• Material:
····················

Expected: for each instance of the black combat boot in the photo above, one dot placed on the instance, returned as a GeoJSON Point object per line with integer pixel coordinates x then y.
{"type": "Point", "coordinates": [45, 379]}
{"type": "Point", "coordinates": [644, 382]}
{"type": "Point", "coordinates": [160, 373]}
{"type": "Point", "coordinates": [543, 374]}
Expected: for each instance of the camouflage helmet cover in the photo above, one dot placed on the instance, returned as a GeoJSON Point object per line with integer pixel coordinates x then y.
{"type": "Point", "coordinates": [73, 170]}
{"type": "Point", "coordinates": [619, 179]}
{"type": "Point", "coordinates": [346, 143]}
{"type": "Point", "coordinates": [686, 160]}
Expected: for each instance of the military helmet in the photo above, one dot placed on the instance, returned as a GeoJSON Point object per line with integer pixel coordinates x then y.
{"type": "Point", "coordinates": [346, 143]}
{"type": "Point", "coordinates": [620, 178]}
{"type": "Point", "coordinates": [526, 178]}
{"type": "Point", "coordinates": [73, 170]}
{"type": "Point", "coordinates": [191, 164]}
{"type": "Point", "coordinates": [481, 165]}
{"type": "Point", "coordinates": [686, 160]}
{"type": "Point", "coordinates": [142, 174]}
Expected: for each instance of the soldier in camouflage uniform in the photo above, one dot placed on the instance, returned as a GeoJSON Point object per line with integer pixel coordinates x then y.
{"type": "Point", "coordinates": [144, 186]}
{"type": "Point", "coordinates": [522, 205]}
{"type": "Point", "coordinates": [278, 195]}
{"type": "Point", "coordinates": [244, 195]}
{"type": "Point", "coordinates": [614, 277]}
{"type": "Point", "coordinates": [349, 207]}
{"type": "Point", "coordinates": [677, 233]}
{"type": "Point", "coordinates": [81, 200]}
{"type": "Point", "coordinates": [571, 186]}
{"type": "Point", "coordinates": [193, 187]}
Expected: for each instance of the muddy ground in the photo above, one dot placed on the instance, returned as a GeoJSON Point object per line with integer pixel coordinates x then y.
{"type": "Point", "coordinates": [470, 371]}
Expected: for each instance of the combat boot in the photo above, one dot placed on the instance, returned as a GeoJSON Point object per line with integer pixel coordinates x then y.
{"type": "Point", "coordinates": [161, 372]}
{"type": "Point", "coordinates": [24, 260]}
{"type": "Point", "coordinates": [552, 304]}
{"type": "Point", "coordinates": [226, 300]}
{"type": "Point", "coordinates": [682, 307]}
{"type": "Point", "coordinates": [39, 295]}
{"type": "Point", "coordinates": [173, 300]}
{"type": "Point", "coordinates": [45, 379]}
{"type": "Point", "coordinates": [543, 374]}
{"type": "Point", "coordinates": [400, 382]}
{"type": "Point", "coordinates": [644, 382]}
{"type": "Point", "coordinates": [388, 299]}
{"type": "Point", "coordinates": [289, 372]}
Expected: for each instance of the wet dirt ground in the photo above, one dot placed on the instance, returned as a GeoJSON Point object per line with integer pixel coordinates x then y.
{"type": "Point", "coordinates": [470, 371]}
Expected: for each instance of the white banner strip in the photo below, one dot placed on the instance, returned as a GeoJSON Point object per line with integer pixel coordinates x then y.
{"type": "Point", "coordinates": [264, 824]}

····················

• Task to complete: Please reproduce, unchanged, the lines starting with the line that contains "Expected: for each instance of the white" and going on through the last line of the records.

• Output of the exercise:
Expected: for each instance of the white banner strip in the photo below, one dot placed on the instance, returned as a GeoJSON Point object per line with integer pixel coordinates x then y.
{"type": "Point", "coordinates": [264, 824]}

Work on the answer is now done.